# What you will do
The expected copy holds every entry exactly and none of the pictures.

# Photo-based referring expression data
· · ·
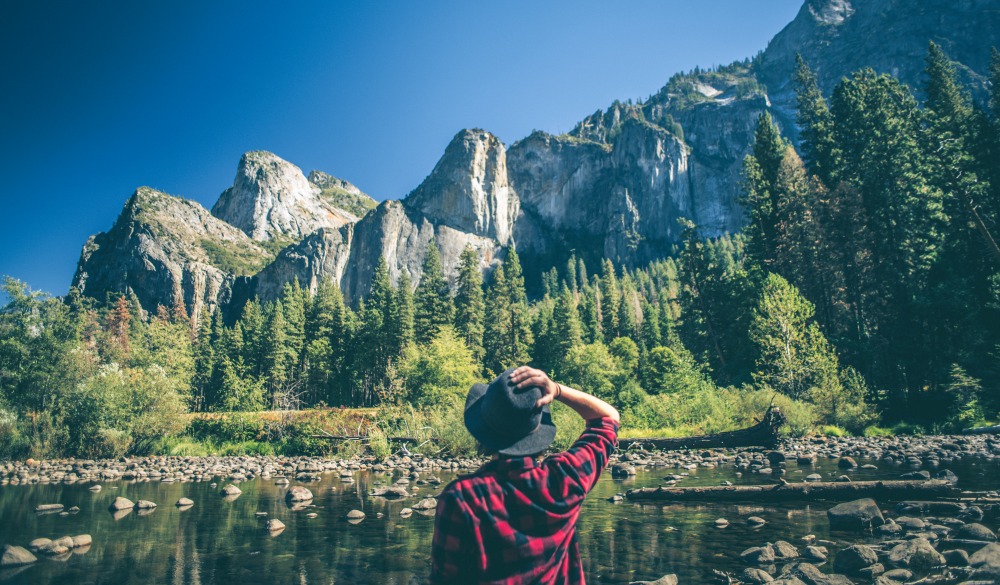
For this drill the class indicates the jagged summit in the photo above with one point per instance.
(468, 189)
(272, 200)
(614, 187)
(163, 249)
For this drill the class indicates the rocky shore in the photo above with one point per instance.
(945, 541)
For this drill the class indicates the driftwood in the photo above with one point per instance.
(802, 492)
(762, 434)
(364, 438)
(993, 430)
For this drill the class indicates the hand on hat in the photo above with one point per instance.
(527, 376)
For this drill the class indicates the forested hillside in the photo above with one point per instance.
(865, 291)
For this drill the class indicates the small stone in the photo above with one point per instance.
(856, 515)
(82, 540)
(854, 558)
(121, 503)
(956, 558)
(231, 490)
(274, 525)
(975, 531)
(664, 580)
(15, 556)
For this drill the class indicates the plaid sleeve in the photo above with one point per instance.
(577, 468)
(450, 557)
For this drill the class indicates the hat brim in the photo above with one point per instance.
(533, 443)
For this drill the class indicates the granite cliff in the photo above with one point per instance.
(614, 187)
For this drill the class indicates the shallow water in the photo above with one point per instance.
(219, 541)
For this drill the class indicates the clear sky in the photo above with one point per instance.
(98, 98)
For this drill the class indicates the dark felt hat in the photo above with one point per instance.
(503, 418)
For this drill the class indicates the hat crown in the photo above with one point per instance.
(510, 411)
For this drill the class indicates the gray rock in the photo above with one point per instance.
(856, 515)
(298, 493)
(917, 554)
(15, 556)
(985, 562)
(664, 580)
(756, 576)
(854, 558)
(975, 531)
(956, 558)
(121, 503)
(274, 525)
(82, 540)
(758, 555)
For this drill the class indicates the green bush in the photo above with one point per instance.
(833, 431)
(236, 427)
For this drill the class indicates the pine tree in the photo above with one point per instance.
(610, 300)
(568, 331)
(470, 310)
(434, 306)
(508, 326)
(404, 315)
(818, 144)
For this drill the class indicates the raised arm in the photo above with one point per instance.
(586, 405)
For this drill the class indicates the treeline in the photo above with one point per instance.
(865, 289)
(887, 224)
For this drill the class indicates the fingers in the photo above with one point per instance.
(546, 398)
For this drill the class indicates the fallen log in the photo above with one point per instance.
(363, 438)
(762, 434)
(993, 430)
(802, 492)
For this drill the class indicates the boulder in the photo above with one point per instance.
(975, 531)
(15, 556)
(856, 515)
(758, 555)
(121, 503)
(664, 580)
(298, 493)
(854, 558)
(82, 540)
(985, 563)
(917, 554)
(231, 490)
(756, 576)
(425, 504)
(274, 525)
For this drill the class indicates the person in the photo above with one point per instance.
(514, 520)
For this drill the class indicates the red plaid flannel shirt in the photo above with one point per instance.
(514, 520)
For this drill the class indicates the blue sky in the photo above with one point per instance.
(102, 97)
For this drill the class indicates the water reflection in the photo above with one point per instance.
(223, 540)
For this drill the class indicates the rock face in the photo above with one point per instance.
(165, 249)
(468, 189)
(272, 200)
(614, 187)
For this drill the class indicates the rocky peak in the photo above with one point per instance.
(468, 189)
(272, 200)
(166, 249)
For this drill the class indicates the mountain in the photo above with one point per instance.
(163, 249)
(614, 187)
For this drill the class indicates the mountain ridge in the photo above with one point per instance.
(613, 187)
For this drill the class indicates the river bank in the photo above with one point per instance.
(623, 541)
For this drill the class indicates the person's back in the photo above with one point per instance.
(514, 520)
· · ·
# Output
For this drill the class indicates the jagged summit in the photo above with one point per instance.
(468, 189)
(272, 200)
(614, 187)
(163, 249)
For this drill the class indicates the rocky shore in the photo above with one point per instance.
(945, 541)
For this drill the class indicates the driftwood in the photo above with one point per instance.
(802, 492)
(762, 434)
(364, 438)
(993, 430)
For this drill the class indicates the hand on hat in the photo above with one point per instance.
(527, 376)
For this drill the class indicates the forested hillside in the photo above with one point per instance.
(865, 291)
For this drill the class indicates the small stone in the photo above with one point per instance.
(856, 515)
(82, 540)
(854, 558)
(121, 503)
(956, 558)
(231, 490)
(274, 525)
(975, 531)
(664, 580)
(15, 556)
For this drill the class indicates the plaid sleeve in the photo above with one point per instance.
(577, 468)
(450, 557)
For this drill the class indicates the hat brim in the photo above with one point per instance.
(533, 443)
For this drill the class indicates the granite cliff in the photo above with one point per instance.
(614, 187)
For this drill the class indicates the shallow water in the photo above with one point per instance.
(219, 541)
For this drill the class indicates the clear sky in the photo above with one point per instance.
(98, 98)
For this drill the class indicates the dark felt hat in the photo above with one point per instance.
(503, 418)
For this drill the class indicates the hat crown in the photo above with one point per instance.
(510, 411)
For this drill the class indicates the gray rock in the photo above with one point per instance.
(856, 515)
(298, 493)
(917, 554)
(15, 556)
(985, 562)
(664, 580)
(756, 576)
(854, 558)
(975, 531)
(956, 558)
(121, 503)
(274, 525)
(82, 540)
(758, 555)
For this drill the class indicates the green bush in the photo above with one point per instance.
(833, 431)
(236, 427)
For this drill the class indicates the pine tree in the photo above with one point per instance.
(610, 300)
(568, 331)
(470, 310)
(434, 306)
(508, 326)
(404, 315)
(818, 144)
For this drill the class indicates the raised arm in the photo above with one point per instance.
(586, 405)
For this drill the class indicates the treeline in the photo above with one point per instance.
(865, 289)
(887, 224)
For this drill the class indicates the fingers in the photo above with one point per instance.
(546, 398)
For this drill the class indicates the fallen log in the photo above with one point per instance.
(363, 438)
(762, 434)
(993, 430)
(802, 492)
For this drill the class indicates the boulder in the photo above with one point per instance.
(975, 531)
(15, 556)
(856, 515)
(758, 555)
(121, 503)
(664, 580)
(298, 493)
(854, 558)
(82, 540)
(985, 563)
(917, 554)
(231, 490)
(756, 576)
(425, 504)
(274, 525)
For this drill the class indicates the person in the photo above with one point per instance.
(514, 520)
For this drill the class indicates the red plaid flannel shirt in the photo above with one point per instance.
(514, 520)
For this drill the class indicates the blue sky in the photo above with one point per instance.
(102, 97)
For this drill the class indicates the water reflection in the photo above with one point per instance.
(223, 540)
For this drill the class indicates the rock face in the photo above with one point per instance.
(165, 249)
(468, 189)
(272, 200)
(614, 187)
For this drill the class indicates the rocky peak in the photo above with one point per instance.
(468, 189)
(272, 200)
(166, 249)
For this drill the class indicates the mountain in the photo above with one point per instance.
(163, 249)
(614, 187)
For this drill the class indicates the mountain ridge in the photo above with one point per instance.
(613, 187)
For this drill the class indicates the river bank in the photo above with one point per instance.
(623, 541)
For this drill the class indicates the person's back in the photo above with one point per instance.
(514, 520)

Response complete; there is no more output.